Passage shown –
>> begin

Capital gains tax in Philippines
Last reviewed: · by TaxProsRated editorial
Key points
The Philippines Bureau of Internal Revenue imposes a 15% final capital gains tax on net gains from selling unlisted shares of stock and a 6% final capital gains tax on the gross selling price or fair market value (whichever is higher) of real property classified as a capital asset. Sales of shares listed on the Philippine Stock Exchange are instead subject to a 0.1% stock transaction tax.
Capital gains in the Philippines are not subject to a single unified regime. The Bureau of Internal Revenue (BIR), administering the National Internal Revenue Code (NIRC) as amended most recently by the Tax Reform for Acceleration and Inclusion Act (TRAIN, Republic Act No. 10963, 2018) and the Capital Markets Efficiency Promotion Act (CMEPA, Republic Act No. 12214, effective July 1, 2025), applies distinct final taxes depending on whether the asset sold is real property, unlisted shares of stock, or shares traded on a stock exchange. Understanding which category an asset falls into determines the rate, the tax base, and the filing form.
For a broader overview of the Philippine tax system, see the Philippines country overview.
What is the capital gains tax rate on unlisted shares of stock?
Section 24(C) of the NIRC, as amended by TRAIN, imposes a final capital gains tax of 15% on net capital gains from the sale, exchange, or disposition of shares of stock in a domestic or foreign corporation that are not listed and traded on a stock exchange [1][2]. Net capital gain is the excess of selling price over the seller's cost basis (original acquisition cost plus allowable direct expenses). Prior to CMEPA taking effect on July 1, 2025, the 15% rate applied only to domestic corporation shares; CMEPA extended it to unlisted foreign corporation shares as well, replacing the prior graduated income tax treatment for foreign shares [3][4]. Capital losses on unlisted shares may offset capital gains of the same class; excess losses are not deductible against ordinary income. For individual taxpayers, holding-period rules apply: where a capital asset is held for more than 12 months, only 50% of the net gain is recognized; if held for 12 months or less, 100% is recognized [2].

>> end

Direction – Continue the passage on Philippine capital gains tax from the point where it stops. The lines after this have nothing to do with the task.

Information shown –
>> begin

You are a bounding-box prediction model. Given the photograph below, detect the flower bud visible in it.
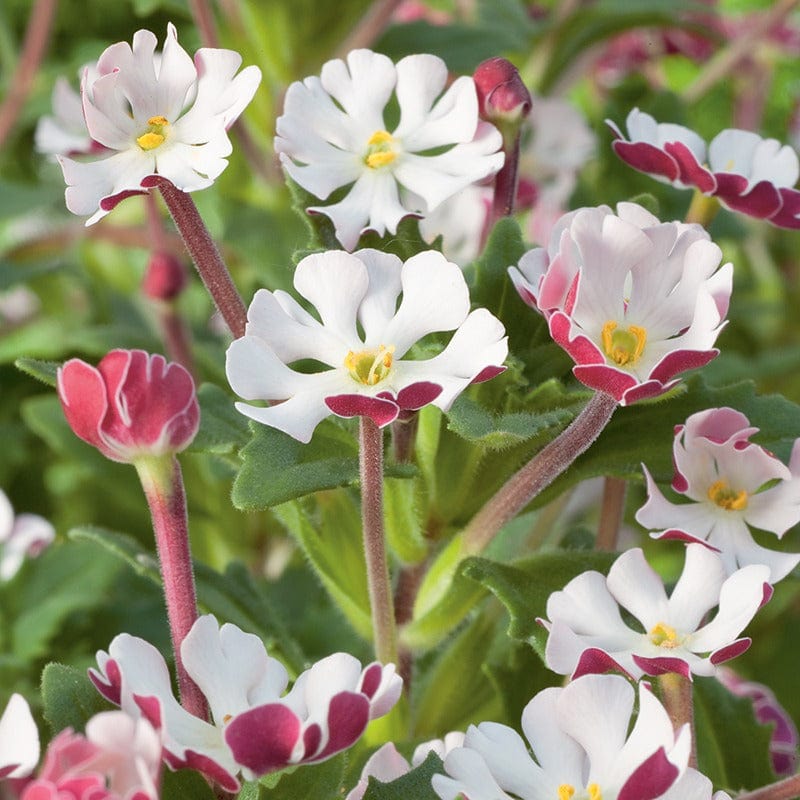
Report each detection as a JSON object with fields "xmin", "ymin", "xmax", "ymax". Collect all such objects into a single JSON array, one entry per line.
[
  {"xmin": 472, "ymin": 57, "xmax": 531, "ymax": 124},
  {"xmin": 142, "ymin": 253, "xmax": 187, "ymax": 300},
  {"xmin": 58, "ymin": 350, "xmax": 200, "ymax": 463}
]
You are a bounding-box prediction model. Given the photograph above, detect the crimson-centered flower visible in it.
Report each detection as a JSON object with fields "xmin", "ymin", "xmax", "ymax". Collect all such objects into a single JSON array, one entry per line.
[
  {"xmin": 89, "ymin": 615, "xmax": 402, "ymax": 792},
  {"xmin": 20, "ymin": 711, "xmax": 161, "ymax": 800},
  {"xmin": 59, "ymin": 24, "xmax": 261, "ymax": 225},
  {"xmin": 226, "ymin": 250, "xmax": 508, "ymax": 442},
  {"xmin": 275, "ymin": 50, "xmax": 503, "ymax": 250},
  {"xmin": 58, "ymin": 350, "xmax": 200, "ymax": 463},
  {"xmin": 541, "ymin": 544, "xmax": 772, "ymax": 678},
  {"xmin": 432, "ymin": 675, "xmax": 691, "ymax": 800},
  {"xmin": 509, "ymin": 203, "xmax": 733, "ymax": 405},
  {"xmin": 606, "ymin": 108, "xmax": 800, "ymax": 228},
  {"xmin": 636, "ymin": 408, "xmax": 800, "ymax": 583}
]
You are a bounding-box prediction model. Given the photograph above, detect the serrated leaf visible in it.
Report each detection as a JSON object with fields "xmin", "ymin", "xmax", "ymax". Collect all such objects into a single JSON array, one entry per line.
[
  {"xmin": 42, "ymin": 663, "xmax": 110, "ymax": 734},
  {"xmin": 231, "ymin": 420, "xmax": 358, "ymax": 511},
  {"xmin": 693, "ymin": 678, "xmax": 775, "ymax": 792},
  {"xmin": 188, "ymin": 383, "xmax": 249, "ymax": 453},
  {"xmin": 462, "ymin": 551, "xmax": 616, "ymax": 659},
  {"xmin": 364, "ymin": 753, "xmax": 444, "ymax": 800},
  {"xmin": 14, "ymin": 358, "xmax": 61, "ymax": 388},
  {"xmin": 273, "ymin": 492, "xmax": 372, "ymax": 640}
]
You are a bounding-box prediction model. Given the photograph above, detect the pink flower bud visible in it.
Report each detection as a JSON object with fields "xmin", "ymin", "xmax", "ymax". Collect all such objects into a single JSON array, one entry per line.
[
  {"xmin": 472, "ymin": 57, "xmax": 531, "ymax": 122},
  {"xmin": 142, "ymin": 253, "xmax": 187, "ymax": 300},
  {"xmin": 58, "ymin": 350, "xmax": 200, "ymax": 463}
]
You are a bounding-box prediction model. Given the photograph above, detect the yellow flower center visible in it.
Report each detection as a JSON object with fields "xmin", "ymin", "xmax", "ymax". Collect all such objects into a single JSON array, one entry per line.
[
  {"xmin": 708, "ymin": 480, "xmax": 747, "ymax": 511},
  {"xmin": 601, "ymin": 320, "xmax": 647, "ymax": 367},
  {"xmin": 364, "ymin": 131, "xmax": 397, "ymax": 169},
  {"xmin": 650, "ymin": 622, "xmax": 680, "ymax": 650},
  {"xmin": 344, "ymin": 345, "xmax": 394, "ymax": 386},
  {"xmin": 136, "ymin": 117, "xmax": 169, "ymax": 150}
]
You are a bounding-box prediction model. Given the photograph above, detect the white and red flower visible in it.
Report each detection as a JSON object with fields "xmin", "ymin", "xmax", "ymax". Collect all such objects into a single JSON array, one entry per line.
[
  {"xmin": 59, "ymin": 24, "xmax": 261, "ymax": 225},
  {"xmin": 433, "ymin": 675, "xmax": 691, "ymax": 800},
  {"xmin": 606, "ymin": 108, "xmax": 800, "ymax": 228},
  {"xmin": 20, "ymin": 711, "xmax": 161, "ymax": 800},
  {"xmin": 636, "ymin": 408, "xmax": 800, "ymax": 583},
  {"xmin": 57, "ymin": 350, "xmax": 200, "ymax": 463},
  {"xmin": 226, "ymin": 250, "xmax": 508, "ymax": 442},
  {"xmin": 540, "ymin": 544, "xmax": 772, "ymax": 679},
  {"xmin": 89, "ymin": 615, "xmax": 402, "ymax": 792},
  {"xmin": 0, "ymin": 490, "xmax": 56, "ymax": 581},
  {"xmin": 509, "ymin": 203, "xmax": 733, "ymax": 405},
  {"xmin": 275, "ymin": 50, "xmax": 503, "ymax": 250}
]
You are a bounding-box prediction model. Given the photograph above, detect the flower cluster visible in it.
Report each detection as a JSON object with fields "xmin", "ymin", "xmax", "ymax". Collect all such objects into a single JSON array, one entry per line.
[
  {"xmin": 226, "ymin": 250, "xmax": 508, "ymax": 442},
  {"xmin": 275, "ymin": 50, "xmax": 503, "ymax": 250},
  {"xmin": 90, "ymin": 615, "xmax": 402, "ymax": 792},
  {"xmin": 59, "ymin": 24, "xmax": 261, "ymax": 225},
  {"xmin": 636, "ymin": 408, "xmax": 800, "ymax": 583},
  {"xmin": 606, "ymin": 108, "xmax": 800, "ymax": 228},
  {"xmin": 509, "ymin": 203, "xmax": 733, "ymax": 405}
]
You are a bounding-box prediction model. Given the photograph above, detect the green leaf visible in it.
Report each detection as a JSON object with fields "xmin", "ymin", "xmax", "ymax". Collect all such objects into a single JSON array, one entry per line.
[
  {"xmin": 273, "ymin": 492, "xmax": 372, "ymax": 640},
  {"xmin": 265, "ymin": 753, "xmax": 347, "ymax": 800},
  {"xmin": 693, "ymin": 678, "xmax": 775, "ymax": 792},
  {"xmin": 42, "ymin": 663, "xmax": 109, "ymax": 734},
  {"xmin": 463, "ymin": 551, "xmax": 617, "ymax": 659},
  {"xmin": 364, "ymin": 753, "xmax": 444, "ymax": 800},
  {"xmin": 189, "ymin": 383, "xmax": 249, "ymax": 453},
  {"xmin": 14, "ymin": 358, "xmax": 61, "ymax": 388},
  {"xmin": 232, "ymin": 420, "xmax": 358, "ymax": 511},
  {"xmin": 9, "ymin": 542, "xmax": 119, "ymax": 661}
]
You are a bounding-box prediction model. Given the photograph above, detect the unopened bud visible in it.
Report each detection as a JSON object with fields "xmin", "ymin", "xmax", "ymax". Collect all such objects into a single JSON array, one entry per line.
[{"xmin": 472, "ymin": 57, "xmax": 531, "ymax": 124}]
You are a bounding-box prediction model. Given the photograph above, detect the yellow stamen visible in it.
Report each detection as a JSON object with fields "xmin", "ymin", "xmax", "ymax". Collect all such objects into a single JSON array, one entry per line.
[
  {"xmin": 600, "ymin": 320, "xmax": 647, "ymax": 367},
  {"xmin": 364, "ymin": 131, "xmax": 397, "ymax": 169},
  {"xmin": 650, "ymin": 622, "xmax": 680, "ymax": 650},
  {"xmin": 708, "ymin": 480, "xmax": 747, "ymax": 511},
  {"xmin": 344, "ymin": 345, "xmax": 394, "ymax": 386},
  {"xmin": 136, "ymin": 116, "xmax": 169, "ymax": 150}
]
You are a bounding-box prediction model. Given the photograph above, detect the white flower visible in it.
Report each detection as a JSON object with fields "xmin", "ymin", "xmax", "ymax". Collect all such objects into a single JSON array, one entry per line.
[
  {"xmin": 636, "ymin": 408, "xmax": 800, "ymax": 583},
  {"xmin": 89, "ymin": 615, "xmax": 402, "ymax": 792},
  {"xmin": 226, "ymin": 250, "xmax": 508, "ymax": 442},
  {"xmin": 433, "ymin": 675, "xmax": 691, "ymax": 800},
  {"xmin": 0, "ymin": 694, "xmax": 39, "ymax": 780},
  {"xmin": 0, "ymin": 490, "xmax": 56, "ymax": 581},
  {"xmin": 59, "ymin": 24, "xmax": 261, "ymax": 225},
  {"xmin": 275, "ymin": 50, "xmax": 503, "ymax": 250},
  {"xmin": 543, "ymin": 544, "xmax": 772, "ymax": 679}
]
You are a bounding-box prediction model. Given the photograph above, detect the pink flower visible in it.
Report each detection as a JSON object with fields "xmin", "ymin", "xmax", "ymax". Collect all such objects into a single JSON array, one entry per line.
[
  {"xmin": 20, "ymin": 711, "xmax": 161, "ymax": 800},
  {"xmin": 58, "ymin": 350, "xmax": 200, "ymax": 463},
  {"xmin": 606, "ymin": 108, "xmax": 800, "ymax": 228},
  {"xmin": 89, "ymin": 615, "xmax": 402, "ymax": 792},
  {"xmin": 636, "ymin": 408, "xmax": 800, "ymax": 583},
  {"xmin": 509, "ymin": 203, "xmax": 733, "ymax": 405}
]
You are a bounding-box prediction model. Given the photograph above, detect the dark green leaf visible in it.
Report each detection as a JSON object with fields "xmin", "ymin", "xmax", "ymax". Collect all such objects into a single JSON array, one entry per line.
[{"xmin": 42, "ymin": 663, "xmax": 109, "ymax": 734}]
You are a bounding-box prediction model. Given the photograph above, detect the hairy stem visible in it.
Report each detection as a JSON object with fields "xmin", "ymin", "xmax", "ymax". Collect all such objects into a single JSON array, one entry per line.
[
  {"xmin": 464, "ymin": 392, "xmax": 617, "ymax": 554},
  {"xmin": 153, "ymin": 176, "xmax": 247, "ymax": 339},
  {"xmin": 359, "ymin": 417, "xmax": 397, "ymax": 664},
  {"xmin": 134, "ymin": 455, "xmax": 208, "ymax": 719}
]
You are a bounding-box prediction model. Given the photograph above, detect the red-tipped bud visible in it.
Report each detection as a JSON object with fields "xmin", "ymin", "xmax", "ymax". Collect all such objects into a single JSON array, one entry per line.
[
  {"xmin": 58, "ymin": 350, "xmax": 200, "ymax": 463},
  {"xmin": 142, "ymin": 253, "xmax": 187, "ymax": 300},
  {"xmin": 472, "ymin": 57, "xmax": 531, "ymax": 123}
]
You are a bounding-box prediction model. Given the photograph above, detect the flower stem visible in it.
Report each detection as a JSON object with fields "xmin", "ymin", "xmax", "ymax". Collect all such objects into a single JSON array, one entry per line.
[
  {"xmin": 463, "ymin": 392, "xmax": 617, "ymax": 554},
  {"xmin": 134, "ymin": 455, "xmax": 208, "ymax": 719},
  {"xmin": 359, "ymin": 417, "xmax": 397, "ymax": 664},
  {"xmin": 594, "ymin": 475, "xmax": 627, "ymax": 553},
  {"xmin": 152, "ymin": 176, "xmax": 247, "ymax": 339},
  {"xmin": 736, "ymin": 774, "xmax": 800, "ymax": 800},
  {"xmin": 658, "ymin": 672, "xmax": 697, "ymax": 769}
]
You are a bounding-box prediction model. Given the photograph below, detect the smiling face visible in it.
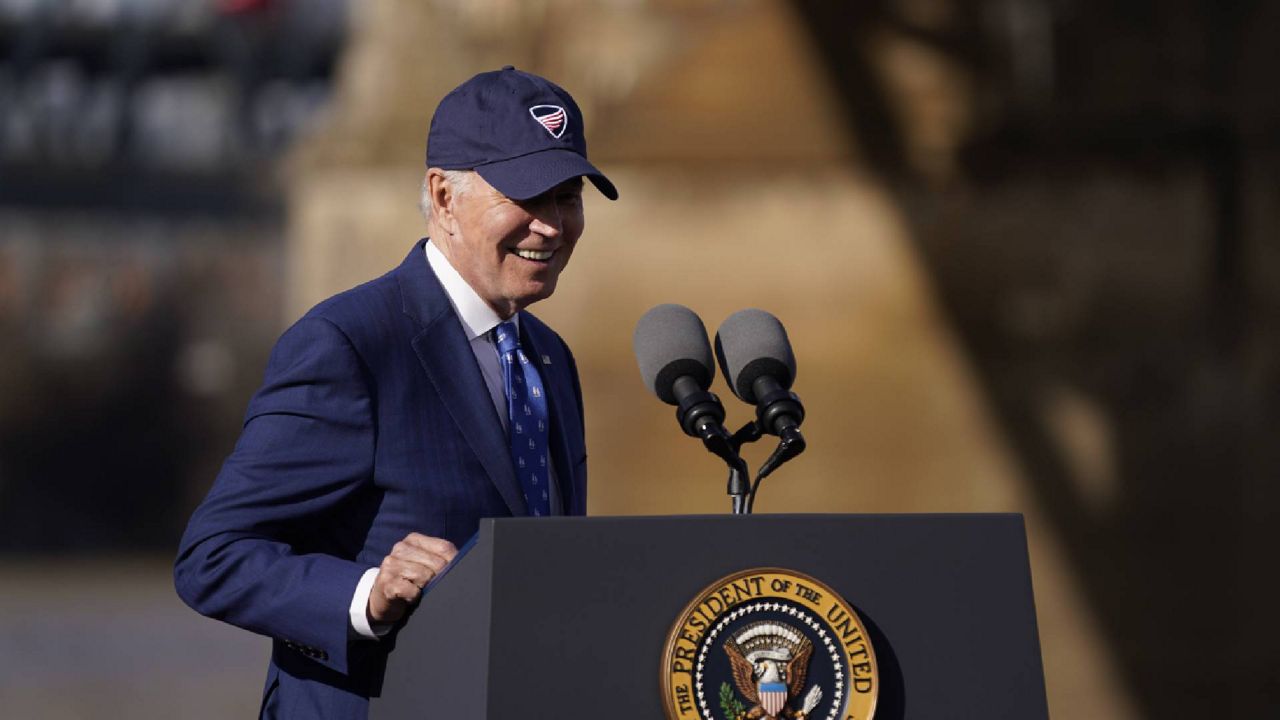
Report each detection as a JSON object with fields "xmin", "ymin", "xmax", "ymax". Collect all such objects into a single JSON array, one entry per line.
[{"xmin": 426, "ymin": 168, "xmax": 584, "ymax": 318}]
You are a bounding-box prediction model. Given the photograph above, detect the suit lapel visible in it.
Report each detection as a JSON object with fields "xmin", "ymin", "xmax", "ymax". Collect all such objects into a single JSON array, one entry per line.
[{"xmin": 397, "ymin": 241, "xmax": 529, "ymax": 515}]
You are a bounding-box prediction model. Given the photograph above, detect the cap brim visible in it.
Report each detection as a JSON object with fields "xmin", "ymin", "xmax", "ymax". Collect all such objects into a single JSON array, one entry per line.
[{"xmin": 475, "ymin": 147, "xmax": 618, "ymax": 200}]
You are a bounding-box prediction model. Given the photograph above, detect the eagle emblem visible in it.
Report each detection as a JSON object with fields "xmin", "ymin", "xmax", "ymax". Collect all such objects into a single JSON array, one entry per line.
[{"xmin": 722, "ymin": 620, "xmax": 822, "ymax": 720}]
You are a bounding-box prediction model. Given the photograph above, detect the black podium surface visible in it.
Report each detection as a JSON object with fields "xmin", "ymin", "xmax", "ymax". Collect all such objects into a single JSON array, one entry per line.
[{"xmin": 370, "ymin": 515, "xmax": 1048, "ymax": 720}]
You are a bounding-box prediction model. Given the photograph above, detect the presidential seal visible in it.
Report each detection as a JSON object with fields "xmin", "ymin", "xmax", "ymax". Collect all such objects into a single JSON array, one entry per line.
[{"xmin": 662, "ymin": 568, "xmax": 879, "ymax": 720}]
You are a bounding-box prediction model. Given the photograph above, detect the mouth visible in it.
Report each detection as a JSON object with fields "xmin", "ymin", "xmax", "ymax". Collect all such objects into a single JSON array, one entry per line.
[{"xmin": 511, "ymin": 247, "xmax": 556, "ymax": 263}]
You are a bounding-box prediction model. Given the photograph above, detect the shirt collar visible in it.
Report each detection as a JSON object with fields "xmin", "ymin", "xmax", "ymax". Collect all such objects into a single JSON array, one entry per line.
[{"xmin": 426, "ymin": 241, "xmax": 520, "ymax": 340}]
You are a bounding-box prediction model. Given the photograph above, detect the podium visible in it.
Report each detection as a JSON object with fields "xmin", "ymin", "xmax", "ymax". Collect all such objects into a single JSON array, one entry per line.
[{"xmin": 370, "ymin": 514, "xmax": 1048, "ymax": 720}]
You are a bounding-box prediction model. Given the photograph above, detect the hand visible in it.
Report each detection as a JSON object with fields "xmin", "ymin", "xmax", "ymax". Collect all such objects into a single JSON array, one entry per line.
[{"xmin": 366, "ymin": 533, "xmax": 458, "ymax": 624}]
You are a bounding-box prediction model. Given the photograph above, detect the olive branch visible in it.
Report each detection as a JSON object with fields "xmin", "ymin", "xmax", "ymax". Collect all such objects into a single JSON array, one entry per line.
[{"xmin": 721, "ymin": 683, "xmax": 746, "ymax": 720}]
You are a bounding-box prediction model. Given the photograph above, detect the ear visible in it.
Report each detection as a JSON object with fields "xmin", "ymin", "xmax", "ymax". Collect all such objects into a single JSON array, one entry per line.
[{"xmin": 426, "ymin": 168, "xmax": 458, "ymax": 234}]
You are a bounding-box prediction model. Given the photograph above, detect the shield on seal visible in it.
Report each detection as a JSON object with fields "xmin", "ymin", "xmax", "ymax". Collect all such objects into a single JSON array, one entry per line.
[{"xmin": 758, "ymin": 683, "xmax": 787, "ymax": 717}]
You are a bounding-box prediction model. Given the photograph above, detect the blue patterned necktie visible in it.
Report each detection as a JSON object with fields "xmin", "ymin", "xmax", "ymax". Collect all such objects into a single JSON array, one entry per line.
[{"xmin": 494, "ymin": 322, "xmax": 550, "ymax": 515}]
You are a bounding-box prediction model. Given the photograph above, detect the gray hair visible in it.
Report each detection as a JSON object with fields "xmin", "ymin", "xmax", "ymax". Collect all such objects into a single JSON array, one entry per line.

>> end

The result –
What is the capital gains tax on real property?
Section 24(D) of the NIRC imposes a 6% final capital gains tax on the gross selling price (GSP) or fair market value (FMV), whichever is higher, on capital gains from the sale, barter, exchange, or other disposition of real property in the Philippines classified as a capital asset by an individual taxpayer [1][5]. The BIR uses zonal values published by the BIR Commissioner or the provincial/city assessor's schedule of market values, selecting the higher of the two benchmarks, to ensure the tax base cannot be artificially deflated by undervaluing the stated consideration in the deed. Importantly, no deduction for the seller's acquisition cost or improvements is allowed -- the 6% rate applies to the full GSP or FMV benchmark, not to the gain. The seller is primarily liable and must file BIR Form 1706 and pay the tax within 30 days from the date of notarization of the Deed of Absolute Sale. The Certificate Authorizing Registration (CAR), which the BIR issues as the gateway to title transfer at the Registry of Deeds, will not be released until CGT and documentary stamp tax are both paid [1][5].
| Asset Type | Tax Rate | Tax Base | Key Form | Filing Deadline |
|---|---|---|---|---|
| Real property (capital asset) | 6% final CGT | Higher of gross selling price or BIR zonal / FMV | BIR Form 1706 | 30 days from deed notarization |
| Unlisted shares of stock (domestic or foreign) | 15% final CGT | Net capital gain (selling price minus cost basis) | BIR Form 1707 / 1707-A | 30 days per transaction; April 15 annual |
| Listed shares (PSE or foreign exchange) | 0.1% stock transaction tax | Gross selling price | Remitted by broker | At each trade settlement |
How are listed shares taxed -- is there still a stock transaction tax?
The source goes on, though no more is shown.